◆ **Esercizi**:
• A. Secondo il brano sul film, su quale componente l'estetica sfocia in modo marcatamente visibile?
• B. Nel brano sul film, ribattezza "protagonisti" come "interpreti" e riscrivi la parte dalle parole "Nonostante la crudezza" fino alle parole "sempre magistralmente studiato.", incluse.
• C. Come prosegueresti il brano sul film dopo la sua ultima frase?
── Brano estratto ──
Nonostante la crudezza e la brutalità che troneggiano sin dal primo istante sulla componente tematica del film, la pellicola stessa sembra essere permeata da un’irreprensibile cura estetica (che in un secondo momento pare trovare sfogo, anche sul piano narrativo, nell’ascendente artistico-performativo dei due protagonisti). L’estetica si fa così onnipresente, sfociando in modo marcatamente visibile sulla componente della fotografia del film ma in modo altrettanto consistente, per quanto forse meno immediato, nella millimetrica costruzione dell’immagine, nel curatissimo livello iconico dell’inquadratura, sempre magistralmente studiato.
───
── Elenco dati ──
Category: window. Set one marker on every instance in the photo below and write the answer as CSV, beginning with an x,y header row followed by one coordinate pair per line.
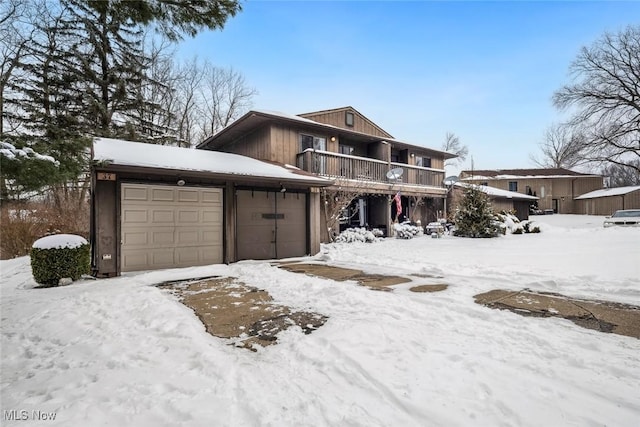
x,y
314,142
346,149
348,118
424,162
306,141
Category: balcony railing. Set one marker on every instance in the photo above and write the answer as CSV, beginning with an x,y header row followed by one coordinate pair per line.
x,y
335,165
───
◆ **Soluzioni**:
• A. Sulla componente della fotografia del film.

• B.
Nonostante la crudezza e la brutalità che troneggiano sin dal primo istante sulla componente tematica del film, la pellicola stessa sembra essere permeata da un’irreprensibile cura estetica (che in un secondo momento pare trovare sfogo, anche sul piano narrativo, nell’ascendente artistico-performativo dei due interpreti). L’estetica si fa così onnipresente, sfociando in modo marcatamente visibile sulla componente della fotografia del film ma in modo altrettanto consistente, per quanto forse meno immediato, nella millimetrica costruzione dell’immagine, nel curatissimo livello iconico dell’inquadratura, sempre magistralmente studiato.

• C.
Nella sua interezza la pellicola si fa manifesto della poetica cronenberghiana del body horror. La corporalità viene portata in questo modo alle sue soluzioni più estreme: tutto è orrorifica atrocità, e al contempo tutto è carne, nella doppia accezione di fisico e carnale. La componente corporea viene inoltre implicitamente amplificata dall’elemento della performance, o più precisamente della body art, che già da sé è capace di instaurare una rete di richiami creativi, artistici e concettuali estremamente ampia, i quali finiscono per investire il corpus operistico di performer più noti (salta alla mente dal primo istante la fisicità delle esibizioni di Marina Abramovic) ma anche di altri certamente altrettanto rivoluzionari (il riferimento in parte è senza dubbio al corpus performativo di Joseph Beuys) o di interi movimenti artistici, in primis quello passato alla storia come Fluxus.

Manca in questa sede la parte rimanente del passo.